STATED GOAL: Please copy every one of the entries below word for word, leaving out the pictures.

[Location labeling entries]

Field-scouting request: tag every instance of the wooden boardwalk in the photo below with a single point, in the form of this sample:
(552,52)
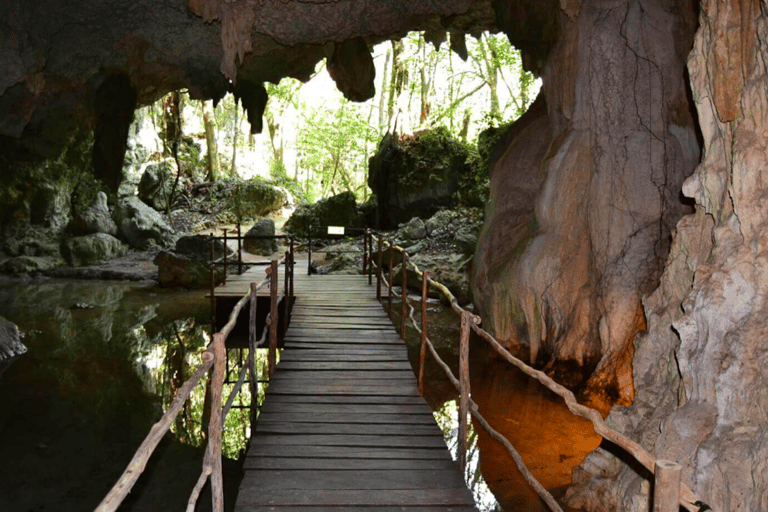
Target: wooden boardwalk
(343,425)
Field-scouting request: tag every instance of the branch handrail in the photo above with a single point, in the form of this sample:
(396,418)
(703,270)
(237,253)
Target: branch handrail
(684,496)
(213,357)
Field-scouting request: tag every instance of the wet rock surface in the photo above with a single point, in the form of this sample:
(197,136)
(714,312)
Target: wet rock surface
(95,219)
(264,246)
(91,249)
(141,225)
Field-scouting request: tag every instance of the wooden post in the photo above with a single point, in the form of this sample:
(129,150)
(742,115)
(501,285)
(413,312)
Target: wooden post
(286,286)
(404,306)
(464,388)
(213,285)
(293,267)
(389,291)
(252,352)
(272,360)
(239,249)
(378,269)
(666,486)
(370,258)
(423,346)
(214,426)
(225,256)
(309,249)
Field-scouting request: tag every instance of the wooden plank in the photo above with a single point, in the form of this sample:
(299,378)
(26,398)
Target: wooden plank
(309,428)
(344,399)
(348,375)
(297,356)
(372,508)
(256,496)
(349,440)
(271,406)
(291,388)
(345,365)
(362,452)
(357,464)
(351,418)
(357,480)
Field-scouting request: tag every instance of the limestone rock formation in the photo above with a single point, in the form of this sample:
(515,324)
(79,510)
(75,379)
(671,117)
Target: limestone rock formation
(95,219)
(416,175)
(156,184)
(585,197)
(140,225)
(338,210)
(91,249)
(701,363)
(10,343)
(266,246)
(187,265)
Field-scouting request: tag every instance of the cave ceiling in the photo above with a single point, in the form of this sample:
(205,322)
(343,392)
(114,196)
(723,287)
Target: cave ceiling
(56,53)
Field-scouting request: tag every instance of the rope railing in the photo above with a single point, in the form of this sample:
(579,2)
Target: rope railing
(669,491)
(214,357)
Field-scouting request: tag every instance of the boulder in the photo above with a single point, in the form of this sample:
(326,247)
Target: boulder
(50,206)
(265,247)
(414,229)
(91,249)
(465,239)
(338,210)
(95,219)
(156,184)
(188,264)
(255,198)
(439,222)
(10,343)
(29,264)
(416,175)
(141,225)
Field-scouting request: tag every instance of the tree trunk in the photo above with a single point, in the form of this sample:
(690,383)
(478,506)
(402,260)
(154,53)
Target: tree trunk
(233,169)
(214,166)
(383,94)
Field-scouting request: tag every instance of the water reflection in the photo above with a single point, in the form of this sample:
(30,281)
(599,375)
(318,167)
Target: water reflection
(548,437)
(104,360)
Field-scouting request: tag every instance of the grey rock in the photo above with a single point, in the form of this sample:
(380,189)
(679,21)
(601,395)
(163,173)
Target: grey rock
(414,229)
(10,343)
(50,206)
(91,249)
(439,221)
(140,225)
(265,247)
(465,239)
(30,264)
(95,219)
(156,184)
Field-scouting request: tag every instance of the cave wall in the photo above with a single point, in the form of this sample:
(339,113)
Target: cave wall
(56,55)
(700,366)
(590,194)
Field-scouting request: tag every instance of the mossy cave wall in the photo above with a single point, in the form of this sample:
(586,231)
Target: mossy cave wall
(625,222)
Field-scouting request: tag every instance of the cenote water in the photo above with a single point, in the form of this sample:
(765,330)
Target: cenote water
(105,358)
(103,361)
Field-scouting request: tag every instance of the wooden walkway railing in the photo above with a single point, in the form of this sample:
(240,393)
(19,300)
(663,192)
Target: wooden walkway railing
(214,357)
(669,492)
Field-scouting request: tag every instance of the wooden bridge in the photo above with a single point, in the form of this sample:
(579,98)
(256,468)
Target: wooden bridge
(343,424)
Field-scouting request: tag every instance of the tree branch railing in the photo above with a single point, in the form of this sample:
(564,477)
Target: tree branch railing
(214,357)
(669,492)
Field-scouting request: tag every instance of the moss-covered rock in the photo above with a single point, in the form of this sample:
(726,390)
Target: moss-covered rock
(416,175)
(255,198)
(338,210)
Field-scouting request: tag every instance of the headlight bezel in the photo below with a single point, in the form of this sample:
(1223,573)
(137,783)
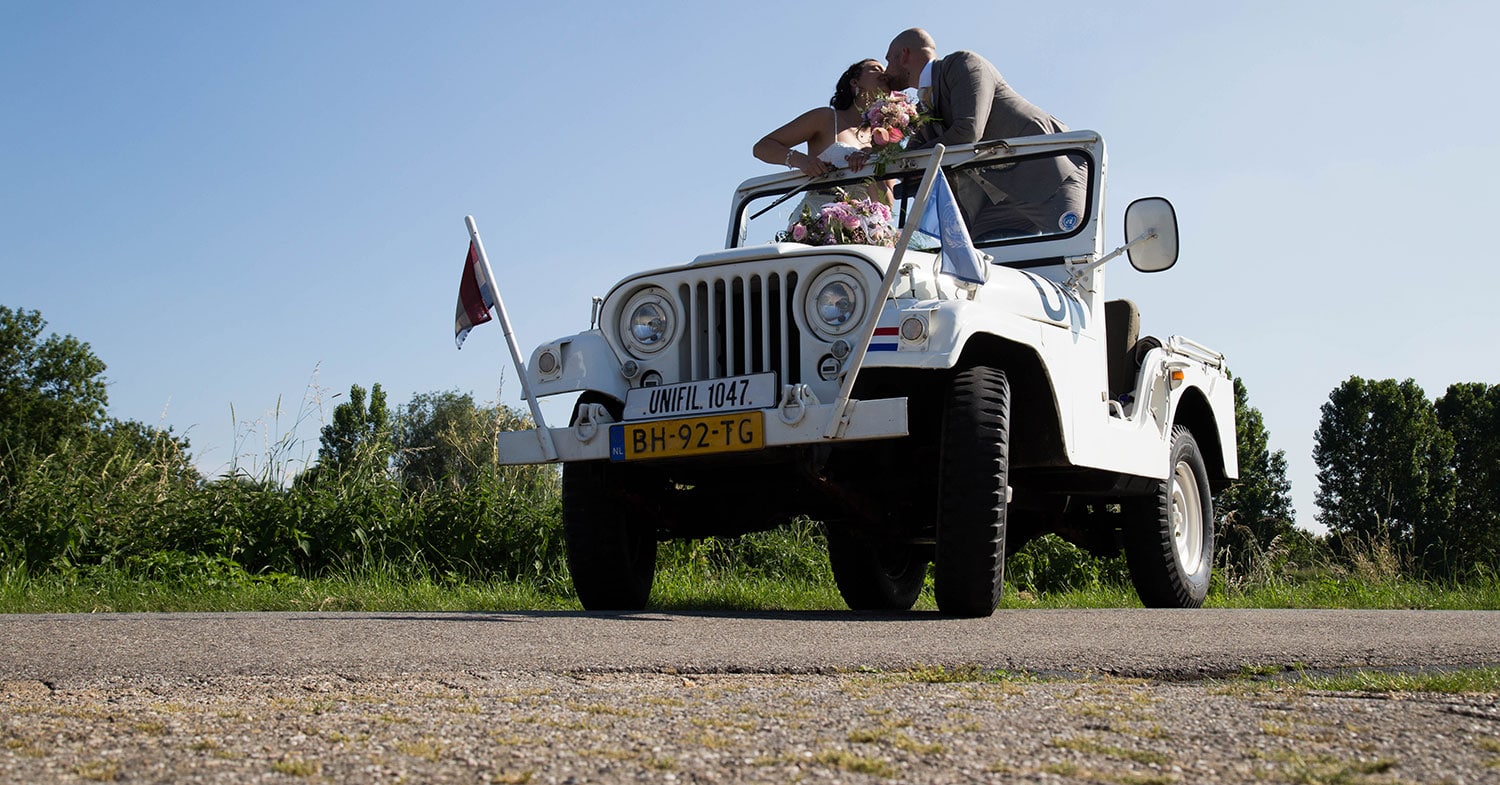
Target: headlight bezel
(839,275)
(647,297)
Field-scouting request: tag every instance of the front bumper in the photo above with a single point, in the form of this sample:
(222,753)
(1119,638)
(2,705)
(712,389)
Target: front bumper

RESULT OF THE TASK:
Field-scouting request: tag every instance of the wooden boardwalk in the photo below with a single point, in the form of this sample:
(552,52)
Target: wooden boardwalk
(343,425)
Field-scouting request: tag every instance of the branch handrail in the photo above with a single point, in the form of this sample:
(396,418)
(703,270)
(237,253)
Target: branch handrail
(684,496)
(213,357)
Field-scouting request: tag every instance of the wet rock surface in the photo above with a single point, in the form of this sample:
(197,136)
(714,312)
Target: wet rock surface
(95,219)
(264,246)
(91,249)
(141,225)
Field-scouting request: tag every instance of the wooden post in the photo above with a single point, in the form of this sample:
(129,150)
(742,115)
(501,285)
(413,312)
Target: wooden post
(286,286)
(404,306)
(464,388)
(213,285)
(293,267)
(389,291)
(252,352)
(272,360)
(239,249)
(378,269)
(666,486)
(370,258)
(423,346)
(214,426)
(225,256)
(309,249)
Field-scouting request: tag every instance of the wooden plank in the photo above with a single point, in the form of this sample:
(299,378)
(26,398)
Target: wooden plank
(309,428)
(344,399)
(348,375)
(297,356)
(372,508)
(256,496)
(349,440)
(271,406)
(291,388)
(345,365)
(362,452)
(357,464)
(351,418)
(357,480)
Field-scouting request: tag every instance of the limestone rock formation in the photo above with a single point, in the form of this sample:
(515,324)
(79,510)
(75,379)
(671,117)
Target: limestone rock formation
(95,219)
(416,175)
(156,184)
(585,197)
(140,225)
(338,210)
(91,249)
(701,363)
(10,343)
(266,246)
(187,265)
Field-scouting request: tag every instance of the cave ceiling in the photo above with a single point, in the form of this sample:
(205,322)
(343,392)
(114,196)
(723,287)
Target: cave ceiling
(56,53)
Field-scouting request: tag every instance of the rope railing in the photo above with a single point, in the form of this sample:
(579,2)
Target: rope railing
(669,491)
(214,357)
Field-scouting request: tag every instance of the boulder in the photo above with a single point, in the form of this sample:
(326,247)
Target: boulder
(50,206)
(265,247)
(414,229)
(91,249)
(465,239)
(338,210)
(95,219)
(156,184)
(188,264)
(255,198)
(439,222)
(10,343)
(29,264)
(416,175)
(141,225)
Field-scouting request: tag every instance of the tree trunk in the photo above with a single point, in the form of this sample:
(690,383)
(478,506)
(402,260)
(154,53)
Target: tree trunk
(233,169)
(214,166)
(383,94)
Field-scouting request: tag every instance of the water reflection in the photo above with a single point, in the form of this sample:
(30,281)
(599,375)
(318,167)
Target: water reflection
(548,437)
(104,360)
Field-scouting request: tag every instance of the grey rock in the photo above with a single point, in the form of this sample:
(380,189)
(679,21)
(601,395)
(163,173)
Target: grey rock
(414,229)
(10,343)
(50,206)
(91,249)
(439,221)
(140,225)
(265,247)
(465,239)
(30,264)
(95,219)
(156,184)
Field-scouting request: tag every instance of the cave wall in the photo above with a single point, in the form of this sample:
(339,113)
Target: cave wall
(56,55)
(700,366)
(590,194)
Field-scouting request: tag every instance of the mossy cave wall in the photo above with a single point, in the form of this sample:
(586,231)
Target: mossy cave wall
(625,222)
Field-scouting request: tag every instance of the cenote water in the photo above with a single point, in the form of this sample:
(765,330)
Target: cenote water
(105,358)
(103,361)
Field-scouting request: tag every instance of the wooden walkway railing in the photo above with a single point, in the form of this sample:
(240,393)
(19,300)
(663,192)
Target: wooden walkway railing
(214,357)
(669,492)
Field-scouting request: tag every instance of the wooden bridge in the photo above with a single point, in the form of this sample:
(579,98)
(256,468)
Target: wooden bridge
(343,424)
Field-scouting request: tag every instance of the tree branch railing in the photo above with a single point, in the form of this sample:
(564,477)
Target: tree branch railing
(214,357)
(669,492)
Field-scouting request: tag every instance of the moss-covered rock in the photo above with a single point, in the form of this sample:
(726,390)
Target: moss-covered rock
(416,175)
(255,198)
(338,210)
Field-scouting request: tag every instance of the headlight bezel in the photo below with a single point, in the form of this sample:
(1223,573)
(137,783)
Target: headlight bezel
(839,275)
(647,297)
Field-scouting request: tag every instance of the front bumper in the photo above with a single point, in the form of this sample:
(222,753)
(1119,638)
(2,705)
(712,389)
Target: front bumper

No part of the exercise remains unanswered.